Action item: If a line of the records contains the string "anchored", copy it out.

The data:
___

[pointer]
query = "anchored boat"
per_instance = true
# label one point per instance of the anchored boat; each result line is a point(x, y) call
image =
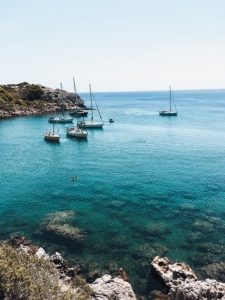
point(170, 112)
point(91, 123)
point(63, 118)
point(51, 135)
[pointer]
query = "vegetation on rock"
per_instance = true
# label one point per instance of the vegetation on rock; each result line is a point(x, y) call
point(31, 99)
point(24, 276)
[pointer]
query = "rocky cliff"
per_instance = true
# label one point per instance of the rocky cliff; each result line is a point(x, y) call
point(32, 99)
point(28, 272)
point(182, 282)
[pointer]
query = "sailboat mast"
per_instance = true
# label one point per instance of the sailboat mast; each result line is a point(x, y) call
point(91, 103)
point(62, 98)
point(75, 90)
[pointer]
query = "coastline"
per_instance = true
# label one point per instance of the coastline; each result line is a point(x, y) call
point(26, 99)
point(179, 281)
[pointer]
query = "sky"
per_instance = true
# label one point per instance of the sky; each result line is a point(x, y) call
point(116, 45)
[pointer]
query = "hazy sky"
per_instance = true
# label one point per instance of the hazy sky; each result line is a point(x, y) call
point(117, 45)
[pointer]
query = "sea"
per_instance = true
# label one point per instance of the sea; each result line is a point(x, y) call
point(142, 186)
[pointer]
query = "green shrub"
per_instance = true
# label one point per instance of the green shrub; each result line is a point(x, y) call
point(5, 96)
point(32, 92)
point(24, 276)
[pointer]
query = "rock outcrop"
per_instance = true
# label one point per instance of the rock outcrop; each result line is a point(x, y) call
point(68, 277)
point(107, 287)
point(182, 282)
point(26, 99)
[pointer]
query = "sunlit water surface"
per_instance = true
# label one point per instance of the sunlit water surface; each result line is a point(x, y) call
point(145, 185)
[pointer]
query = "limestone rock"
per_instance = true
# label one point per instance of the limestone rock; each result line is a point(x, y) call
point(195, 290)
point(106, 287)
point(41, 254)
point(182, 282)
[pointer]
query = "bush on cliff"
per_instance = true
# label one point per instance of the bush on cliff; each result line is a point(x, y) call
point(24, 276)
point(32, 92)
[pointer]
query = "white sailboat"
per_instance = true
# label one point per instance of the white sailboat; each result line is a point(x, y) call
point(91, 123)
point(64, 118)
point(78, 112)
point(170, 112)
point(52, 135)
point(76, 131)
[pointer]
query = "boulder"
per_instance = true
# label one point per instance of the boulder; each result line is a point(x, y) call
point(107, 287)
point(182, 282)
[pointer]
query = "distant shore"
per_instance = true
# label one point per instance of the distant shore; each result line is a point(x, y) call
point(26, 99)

___

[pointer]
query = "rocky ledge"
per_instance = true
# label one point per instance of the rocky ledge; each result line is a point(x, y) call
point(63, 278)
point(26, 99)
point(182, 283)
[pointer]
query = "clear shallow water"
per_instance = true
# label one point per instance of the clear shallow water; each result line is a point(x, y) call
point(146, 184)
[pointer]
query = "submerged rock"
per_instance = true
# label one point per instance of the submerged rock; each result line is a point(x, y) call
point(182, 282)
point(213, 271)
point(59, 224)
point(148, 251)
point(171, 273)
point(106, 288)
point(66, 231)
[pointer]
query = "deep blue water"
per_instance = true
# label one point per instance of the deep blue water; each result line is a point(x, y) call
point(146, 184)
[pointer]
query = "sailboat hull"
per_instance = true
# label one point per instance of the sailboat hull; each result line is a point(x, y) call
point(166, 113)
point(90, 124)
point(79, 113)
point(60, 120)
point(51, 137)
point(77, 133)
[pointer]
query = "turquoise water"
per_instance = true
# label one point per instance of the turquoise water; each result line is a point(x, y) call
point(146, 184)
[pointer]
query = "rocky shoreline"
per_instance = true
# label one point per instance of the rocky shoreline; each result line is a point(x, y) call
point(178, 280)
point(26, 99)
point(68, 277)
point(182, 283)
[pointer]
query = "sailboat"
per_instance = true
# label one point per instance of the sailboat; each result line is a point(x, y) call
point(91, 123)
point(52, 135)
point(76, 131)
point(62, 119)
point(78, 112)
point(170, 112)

___

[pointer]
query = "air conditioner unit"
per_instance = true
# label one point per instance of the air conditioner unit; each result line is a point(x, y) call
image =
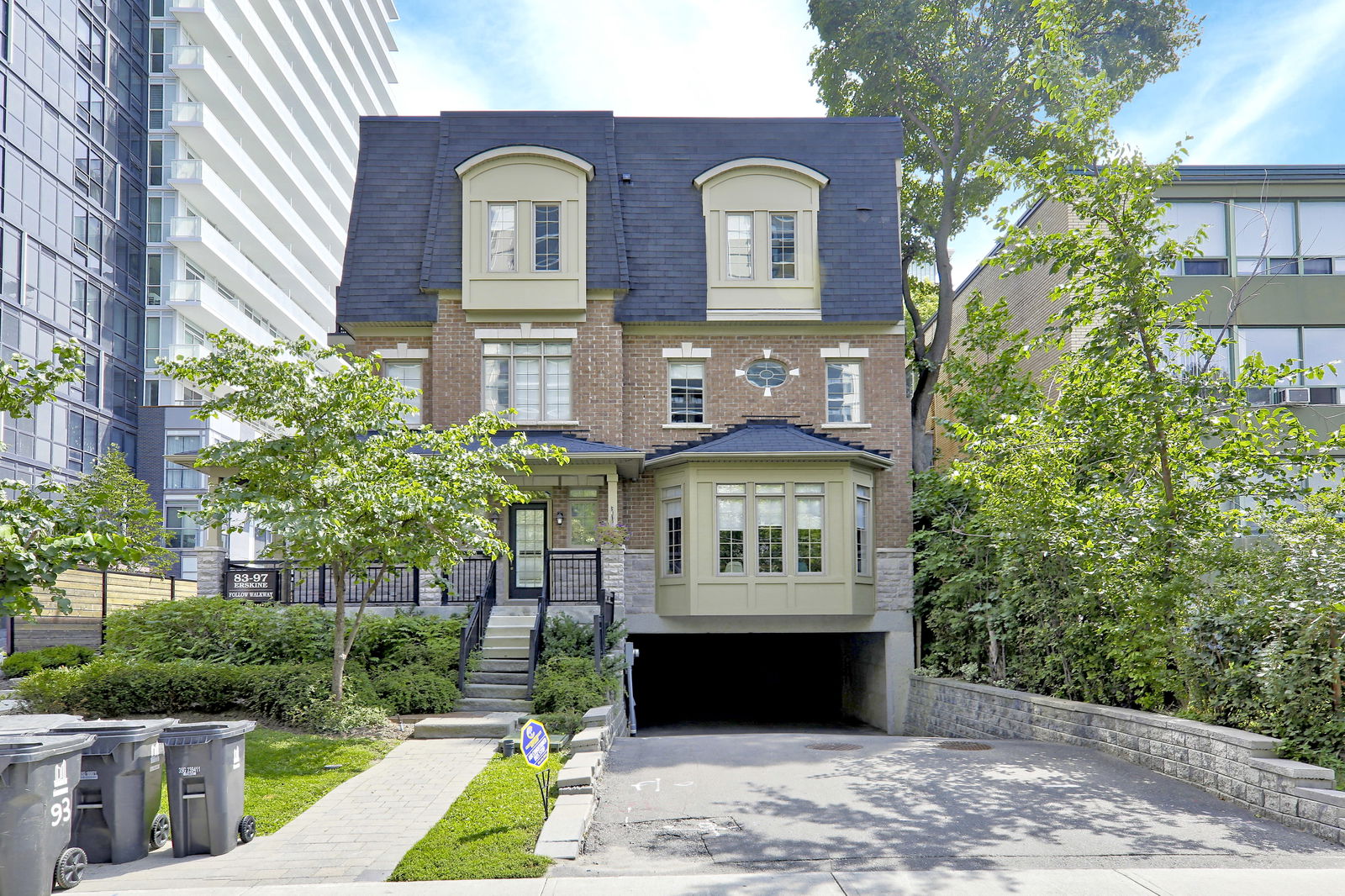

___

The completed task:
query = "anchored boat"
# label one point per instance of the anchored boat; each result line is a point(x, y) call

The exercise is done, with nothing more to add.